- **Records supplied**
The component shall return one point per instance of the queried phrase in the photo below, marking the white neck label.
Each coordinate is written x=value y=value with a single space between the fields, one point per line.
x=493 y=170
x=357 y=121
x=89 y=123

- **Your goal**
Every line of the data above belongs in the answer, unchanged.

- **Output below**
The component shall return one point per instance of the queried phrase in the photo below, marking the white neck label.
Each coordinate is written x=value y=value with a single space between the fields, one point per line.
x=493 y=170
x=357 y=121
x=89 y=123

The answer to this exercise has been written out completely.